GOAL: Copy all the lines below word for word, leaving the pictures out.

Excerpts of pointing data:
** Begin **

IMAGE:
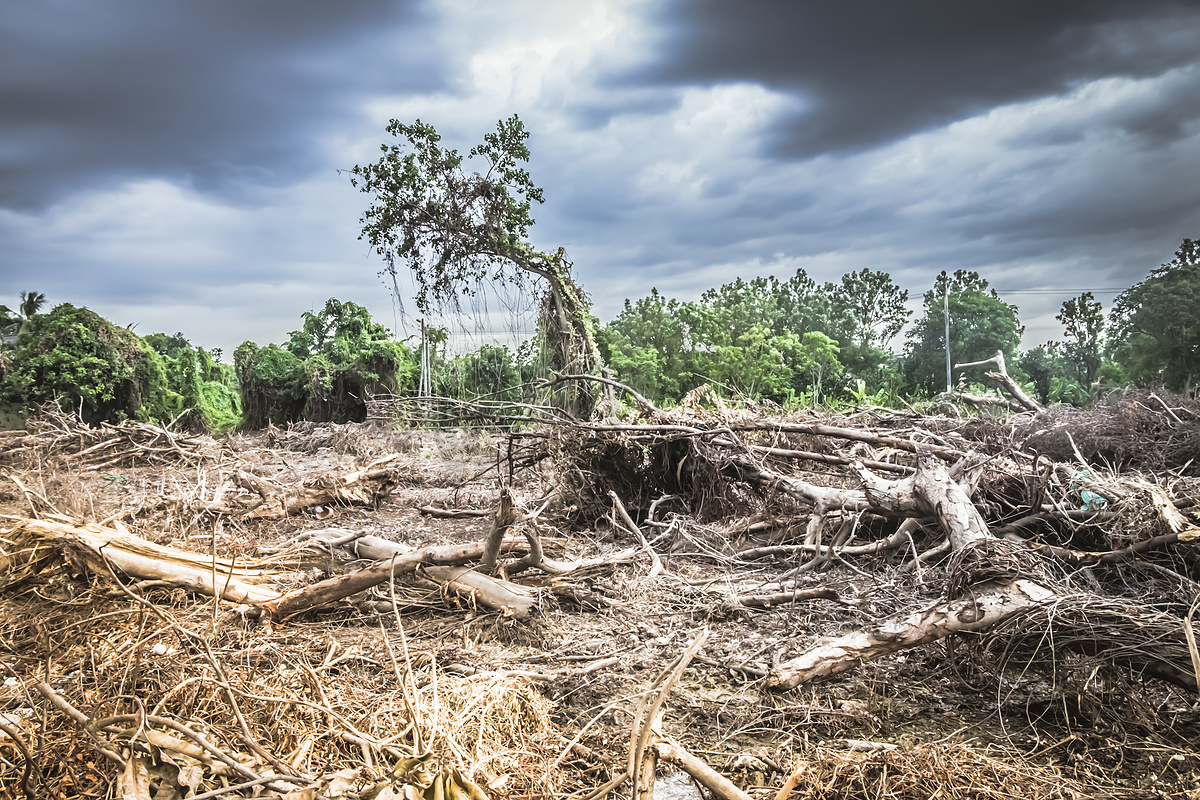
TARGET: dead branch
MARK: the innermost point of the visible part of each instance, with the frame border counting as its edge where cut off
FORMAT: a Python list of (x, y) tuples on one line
[(504, 516), (330, 590), (366, 486), (1001, 377)]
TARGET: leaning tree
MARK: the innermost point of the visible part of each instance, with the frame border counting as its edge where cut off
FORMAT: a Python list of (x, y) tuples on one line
[(455, 229)]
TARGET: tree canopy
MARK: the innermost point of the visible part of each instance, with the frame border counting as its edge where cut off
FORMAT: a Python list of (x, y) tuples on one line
[(981, 324), (79, 359), (455, 229), (1156, 324)]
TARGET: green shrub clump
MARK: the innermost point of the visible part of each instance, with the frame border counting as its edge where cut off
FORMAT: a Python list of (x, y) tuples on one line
[(81, 360)]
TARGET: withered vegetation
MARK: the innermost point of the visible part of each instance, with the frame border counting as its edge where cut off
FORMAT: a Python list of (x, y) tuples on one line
[(781, 606)]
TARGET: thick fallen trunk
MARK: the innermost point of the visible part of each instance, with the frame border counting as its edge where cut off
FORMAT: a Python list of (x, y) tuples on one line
[(95, 547), (993, 581), (845, 653)]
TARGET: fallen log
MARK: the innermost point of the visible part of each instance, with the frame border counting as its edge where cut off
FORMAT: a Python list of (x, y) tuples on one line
[(510, 599), (343, 585), (991, 582), (94, 547), (366, 486)]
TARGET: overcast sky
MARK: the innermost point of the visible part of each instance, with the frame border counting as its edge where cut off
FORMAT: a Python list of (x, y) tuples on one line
[(175, 164)]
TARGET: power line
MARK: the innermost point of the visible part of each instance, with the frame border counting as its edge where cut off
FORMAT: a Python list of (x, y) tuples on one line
[(1102, 290)]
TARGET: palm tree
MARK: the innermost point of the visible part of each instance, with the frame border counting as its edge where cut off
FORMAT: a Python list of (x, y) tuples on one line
[(30, 304)]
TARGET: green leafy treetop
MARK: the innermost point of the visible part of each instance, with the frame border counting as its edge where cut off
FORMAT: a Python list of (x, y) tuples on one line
[(1157, 325), (77, 358), (1083, 320), (325, 371), (455, 229)]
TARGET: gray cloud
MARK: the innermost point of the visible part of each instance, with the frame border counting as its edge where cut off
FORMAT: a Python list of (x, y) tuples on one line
[(173, 163), (215, 95), (869, 72)]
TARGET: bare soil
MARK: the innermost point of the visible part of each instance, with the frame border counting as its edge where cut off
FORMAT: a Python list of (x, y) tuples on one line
[(537, 708)]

** End **

PROBLEM SOLUTION:
IMAGE:
TARGET: dead branch
MARK: the innermost point of the visible part of each instance, with the frame border counting as its edge where cut off
FORMAT: a Python list of (x, y) tuples on one line
[(504, 516), (330, 590), (366, 486), (1001, 377)]
TARGET: leaning tree
MARK: the innermost point of the visible part of each instance, with the frame border counting as its edge where cut off
FORMAT: a Python list of (x, y) tuples on one line
[(455, 229)]
TARGET: tree canopy
MARK: the innermost point of the visible part of each instance, with the frame border counting as its edge where cut off
FORMAT: a Python list of (x, y) tuples on one line
[(981, 324), (79, 359), (455, 229), (1156, 324)]
TARGET: green shrub clump
MARK: the innermost point of the visible part of each instance, with the frame border counting as its edge where cut off
FORMAT: a Python list of (x, y) tuples on one line
[(81, 360)]
TARGET: withered vegetation
MARK: the innermost point of the visible part of each instance, with the frame border counting as its edge where cut off
FORMAT: a Python list of (x, y) tuples on one line
[(781, 606)]
TARGET: thick fallen trunk
MARK: the innermost point of the visible part of each instance, with the frame border counting as its edge where cut off
FORMAT: a Python list of (x, y) tuples on one line
[(95, 547), (993, 581), (845, 653)]
TARGET: fallen log
MARK: the innermost point of the visible part of each instance, with the frame border counting as its edge where cut off
FORMAT: a Python list of (x, y) tuples on one line
[(510, 599), (343, 585), (991, 582), (94, 547), (366, 486)]
TARGET: overcast sky
MARK: the innermost point of the visible part of each instance, with the frame border counting as its edge where cut off
FORMAT: a Python list of (x, y) tuples on one line
[(175, 164)]
TARGET: power line
MARK: the innermost point of the visible part of each instance, with the frame border counting as its edge where cut off
FORMAT: a Python list of (x, y) tuples on one line
[(1102, 290)]
TARGET: palm tree
MARK: the innermost point of the visible part of each instance, with the frame border counting as its edge where cut off
FORMAT: a Python list of (x, y) tuples on one line
[(30, 304)]
TARGET: green leafy treetop
MARK: the innermost point of the visible part of each instance, with the frame border counting as its edge where cut off
FORMAT: a Python list of (x, y) tuples on one line
[(1157, 325), (77, 358), (1083, 320), (325, 371), (455, 229)]
TARGET: gray cloud
MARK: the innermost point of the visible part of each instance, with the frame border counting as its edge where cut off
FORMAT: a Python list of (x, y) tuples on one line
[(173, 163), (215, 95), (869, 72)]
TARGET: bare soil
MARK: the innermost point of the visible part of each instance, with the frame border counting as its edge where cut off
FORMAT: a Python list of (x, y) tuples on one line
[(537, 708)]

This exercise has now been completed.